A small typo error in the condensed proof. At the 5th arrow-bulletv line, one of the terms should have+. Very nice video, and putting the condensed proof ( as a spoiler ) enables viewers to pause and fill in the gaps on their own.

Where do you get all those amazing T-shirts? :P

Really interesting video, thank you for the content. Watching from Spain and enjoying it, congratulations!

Now I know how to say "Euler" after years of mispronouncing it. I've thought it's "Eu" in "Euclid".

Proof of exercise at 11:20: Given that n is an odd number, n may be expressed as 2k+1 (k is an integer). and 2k+1 to an even power (let's choose 2 as our base case) is equal to: (2k+1)^2 = 4k^2 + 4k + 1, which leaves a remainder of 1 when divided by 4. Note that an odd number to any power is also an odd number. This can be proven by induction but I think it's obvious enough. So therefore any even power (2k+1)^2m can be expressed as: ((2k+1)^m)^2 where (2k+1)^m is odd, we may write (2k + 1)^m = 2j + 1 where j is another integer. And we've already shown that an odd number of this form to an even power has remainder 1. QED

16:36 - need to add 1 BROWN!

**Task objective**
Decide whether each statement agrees with the comment thread above. Answer yes or no for each one, and quote the exact words from the comment thread that decide it.
1. One commenter had been saying "Euler" with the same "Eu" sound as in "Euclid."
2. The proof of the exercise picks 3 as its base case.
3. One commenter is watching from Spain.

**Data supplied**
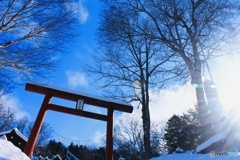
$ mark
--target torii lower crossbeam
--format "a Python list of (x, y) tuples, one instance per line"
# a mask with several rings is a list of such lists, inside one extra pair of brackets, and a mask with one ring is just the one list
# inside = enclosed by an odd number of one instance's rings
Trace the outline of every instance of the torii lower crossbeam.
[[(92, 95), (86, 95), (79, 92), (67, 91), (65, 89), (59, 89), (55, 87), (50, 87), (46, 85), (39, 85), (33, 83), (27, 83), (25, 90), (44, 94), (45, 98), (42, 102), (41, 108), (38, 112), (36, 121), (34, 123), (33, 129), (31, 131), (28, 142), (25, 146), (24, 152), (30, 158), (32, 157), (33, 149), (37, 141), (40, 129), (42, 127), (47, 110), (67, 113), (71, 115), (77, 115), (82, 117), (87, 117), (91, 119), (101, 120), (107, 122), (107, 134), (106, 134), (106, 160), (113, 159), (113, 116), (114, 110), (132, 113), (133, 107), (127, 103), (116, 102), (109, 99), (104, 99)], [(98, 113), (87, 112), (79, 109), (73, 109), (69, 107), (64, 107), (61, 105), (50, 104), (51, 98), (61, 98), (65, 100), (77, 101), (83, 100), (85, 104), (89, 104), (95, 107), (102, 107), (107, 109), (107, 115), (102, 115)]]

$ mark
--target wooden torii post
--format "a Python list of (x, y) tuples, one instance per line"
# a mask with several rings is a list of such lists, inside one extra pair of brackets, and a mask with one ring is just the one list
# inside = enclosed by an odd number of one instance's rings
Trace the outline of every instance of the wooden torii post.
[[(44, 94), (45, 98), (42, 102), (42, 106), (38, 112), (36, 121), (34, 123), (33, 129), (31, 131), (28, 142), (25, 146), (24, 153), (28, 157), (32, 157), (33, 149), (37, 141), (38, 134), (42, 127), (45, 115), (47, 110), (72, 114), (76, 116), (82, 116), (87, 118), (92, 118), (96, 120), (102, 120), (107, 122), (107, 134), (106, 134), (106, 160), (113, 159), (113, 115), (114, 110), (132, 113), (133, 107), (127, 103), (116, 102), (113, 100), (100, 98), (92, 95), (86, 95), (79, 92), (67, 91), (65, 89), (59, 89), (55, 87), (50, 87), (46, 85), (39, 85), (33, 83), (27, 83), (25, 86), (25, 90)], [(51, 104), (51, 98), (61, 98), (65, 100), (71, 100), (77, 103), (76, 106), (80, 105), (80, 109), (69, 108), (61, 105)], [(79, 104), (79, 102), (81, 104)], [(107, 115), (88, 112), (83, 110), (83, 102), (84, 104), (89, 104), (92, 106), (102, 107), (107, 109)], [(82, 107), (81, 107), (82, 106)]]

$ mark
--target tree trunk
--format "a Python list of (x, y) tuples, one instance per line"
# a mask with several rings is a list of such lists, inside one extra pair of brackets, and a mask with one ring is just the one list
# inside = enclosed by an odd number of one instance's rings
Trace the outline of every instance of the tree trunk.
[(148, 105), (142, 106), (142, 121), (143, 121), (143, 142), (144, 142), (144, 159), (148, 160), (151, 156), (151, 147), (150, 147), (150, 112)]
[[(144, 85), (145, 86), (145, 85)], [(147, 86), (142, 86), (142, 122), (143, 122), (143, 143), (144, 143), (144, 160), (148, 160), (151, 156), (150, 145), (150, 111), (149, 111), (149, 95)], [(145, 91), (146, 90), (146, 91)]]

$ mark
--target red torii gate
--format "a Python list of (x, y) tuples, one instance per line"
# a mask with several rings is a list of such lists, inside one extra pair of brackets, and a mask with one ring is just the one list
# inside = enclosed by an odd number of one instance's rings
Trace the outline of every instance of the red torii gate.
[[(45, 98), (42, 102), (42, 106), (38, 112), (36, 121), (34, 123), (33, 129), (31, 131), (28, 142), (25, 146), (24, 152), (28, 157), (32, 157), (33, 149), (37, 141), (38, 134), (42, 127), (47, 110), (68, 113), (72, 115), (92, 118), (96, 120), (102, 120), (107, 122), (107, 134), (106, 134), (106, 160), (113, 159), (113, 114), (114, 110), (132, 113), (133, 107), (127, 103), (116, 102), (113, 100), (99, 98), (95, 96), (85, 95), (78, 92), (66, 91), (64, 89), (54, 88), (46, 85), (39, 85), (33, 83), (27, 83), (25, 90), (44, 94)], [(50, 100), (52, 97), (61, 98), (65, 100), (71, 100), (77, 103), (82, 103), (102, 107), (107, 109), (107, 115), (83, 111), (83, 106), (80, 109), (73, 109), (69, 107), (64, 107), (56, 104), (51, 104)]]

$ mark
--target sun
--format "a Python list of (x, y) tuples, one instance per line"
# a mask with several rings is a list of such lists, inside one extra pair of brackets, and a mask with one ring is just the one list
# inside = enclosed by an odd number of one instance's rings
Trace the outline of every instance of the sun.
[(240, 57), (225, 58), (217, 73), (215, 82), (223, 109), (240, 113)]

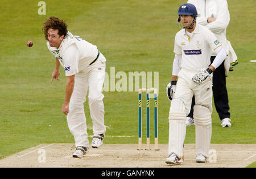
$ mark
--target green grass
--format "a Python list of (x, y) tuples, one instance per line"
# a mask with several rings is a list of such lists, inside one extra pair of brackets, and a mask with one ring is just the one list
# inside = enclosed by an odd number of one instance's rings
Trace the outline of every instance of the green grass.
[[(65, 20), (72, 34), (97, 45), (107, 59), (109, 75), (112, 66), (127, 76), (128, 72), (159, 72), (159, 143), (168, 143), (170, 102), (165, 90), (171, 78), (174, 37), (179, 30), (176, 13), (186, 1), (44, 1), (46, 15), (38, 14), (38, 1), (1, 1), (0, 159), (40, 143), (74, 143), (61, 111), (64, 70), (60, 82), (49, 84), (55, 59), (47, 49), (42, 26), (50, 16)], [(256, 60), (252, 32), (255, 22), (251, 20), (256, 4), (254, 0), (228, 3), (231, 20), (227, 38), (239, 59), (226, 78), (232, 127), (220, 126), (213, 107), (212, 143), (255, 143), (256, 63), (250, 60)], [(28, 40), (34, 42), (31, 48), (26, 46)], [(137, 143), (137, 92), (104, 93), (106, 135), (134, 136), (106, 138), (105, 143)], [(87, 102), (85, 109), (90, 127)], [(92, 130), (88, 134), (93, 135)], [(185, 143), (195, 143), (194, 127), (187, 128)]]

**Solution to the problem**
1. Yes: "I've thought it's "Eu" in "Euclid"."
2. No: "let's choose 2 as our base case"
3. Yes: "Watching from Spain and enjoying it"